**Extract**.
┄┄┄┄┄┄┄┄┄┄┄┄┄┄┄┄┄┄┄┄

Amanda Röntgen-Maier (20 February 1853 – 15 July 1894) was a Swedish violinist and composer. She was the first female graduate in music direction from the Royal College of Music in Stockholm in 1872.

Biography 
Amanda Maier was born into a musical home in Landskrona and discovered her musical talent early. Her first instruction in violin and piano was from her father. At the age of sixteen, Maier began studying at the Royal College of Music in Stockholm, where she studied violin, organ, piano, cello, composition and harmony.

Maier performed violin concerts in both Sweden and abroad. She continued to study composition with the conservatory teachers Reinecke and Richter in Leipzig and violin from Engelbert Röntgen, concert master at Gewandhaus Orchestra in the same city. During this time she composed a violin sonata, a piano trio and a violin concerto for orchestra. Her violin concerto was premiered in 1875 with Maier as soloist and received good reviews.

In Leipzig she met the German-Dutch pianist and composer Julius Röntgen (1855–1932), her violin teacher's son. The couple married in 1880 in Landskrona and moved to Amsterdam. The marriage ended Amanda's public appearances, but she continued composing, and the couple arranged musical salons and music performances in Europe, with audience members including Nina and Edvard Grieg, Anton Rubinstein, Joseph Joachim, Clara Schumann and Johannes Brahms. In the late 1870s Maier also met Ethel Smyth, who was studying in Leipzig. They became friends and continued corresponding until Maier's death.

In 1887 Röntgen-Maier became ill with tuberculosis. During her illness, the couple stayed in Nice and Davos. Her final major composition was the piano quartet in E minor on a trip to Norway in 1891.  She died in 1894 in Amsterdam, the Netherlands.

┄┄┄┄┄┄┄┄┄┄┄┄┄┄┄┄┄┄┄┄

**Given records**.

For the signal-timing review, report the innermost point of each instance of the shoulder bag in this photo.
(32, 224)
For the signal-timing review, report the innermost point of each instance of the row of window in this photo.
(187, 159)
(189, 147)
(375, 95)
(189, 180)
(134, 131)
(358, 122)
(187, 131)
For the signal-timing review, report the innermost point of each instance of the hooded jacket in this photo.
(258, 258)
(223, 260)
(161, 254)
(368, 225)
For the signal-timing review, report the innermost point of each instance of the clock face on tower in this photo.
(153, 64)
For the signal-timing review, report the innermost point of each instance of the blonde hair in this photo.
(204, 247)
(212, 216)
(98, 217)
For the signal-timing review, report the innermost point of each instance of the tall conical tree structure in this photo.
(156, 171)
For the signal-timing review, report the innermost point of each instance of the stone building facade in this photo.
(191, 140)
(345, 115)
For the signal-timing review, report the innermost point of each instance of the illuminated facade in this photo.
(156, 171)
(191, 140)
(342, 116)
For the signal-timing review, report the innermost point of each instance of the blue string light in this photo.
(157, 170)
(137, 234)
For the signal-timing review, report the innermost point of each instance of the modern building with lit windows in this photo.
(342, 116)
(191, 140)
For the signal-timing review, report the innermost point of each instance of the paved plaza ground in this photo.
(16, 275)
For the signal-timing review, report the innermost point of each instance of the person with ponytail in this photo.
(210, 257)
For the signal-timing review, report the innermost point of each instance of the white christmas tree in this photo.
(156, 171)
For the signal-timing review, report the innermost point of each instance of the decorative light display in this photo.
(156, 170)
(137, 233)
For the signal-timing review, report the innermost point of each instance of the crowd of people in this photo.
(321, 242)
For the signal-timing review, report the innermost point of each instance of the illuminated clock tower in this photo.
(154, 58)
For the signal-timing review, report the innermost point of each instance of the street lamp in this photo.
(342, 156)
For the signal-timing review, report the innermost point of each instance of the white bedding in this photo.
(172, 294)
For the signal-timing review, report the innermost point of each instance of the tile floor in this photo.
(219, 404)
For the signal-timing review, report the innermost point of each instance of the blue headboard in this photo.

┄┄┄┄┄┄┄┄┄┄┄┄┄┄┄┄┄┄┄┄

**Exercise set**.
• a. Answer these questions using the Amanda Maier biography:
(i) At what age did she begin studying at the Royal College of Music in Stockholm?
(ii) Who taught her violin in Leipzig?
(iii) Where did she and her husband stay during her illness?
• b. Write out again the part of the Amanda Maier biography starting with "In Leipzig she" and going on through "Amsterdam, the Netherlands.".
The rows were taken from a different source than the Amanda Maier biography.

**Responses per task**.
• a.
(i) Sixteen
(ii) Engelbert Röntgen, concert master at the Gewandhaus Orchestra
(iii) Nice and Davos

• b.
In Leipzig she met the German-Dutch pianist and composer Julius Röntgen (1855–1932), her violin teacher's son. The couple married in 1880 in Landskrona and moved to Amsterdam. The marriage ended Amanda's public appearances, but she continued composing, and the couple arranged musical salons and music performances in Europe, with audience members including Nina and Edvard Grieg, Anton Rubinstein, Joseph Joachim, Clara Schumann and Johannes Brahms. In the late 1870s Maier also met Ethel Smyth, who was studying in Leipzig. They became friends and continued corresponding until Maier's death.

In 1887 Röntgen-Maier became ill with tuberculosis. During her illness, the couple stayed in Nice and Davos. Her final major composition was the piano quartet in E minor on a trip to Norway in 1891.  She died in 1894 in Amsterdam, the Netherlands.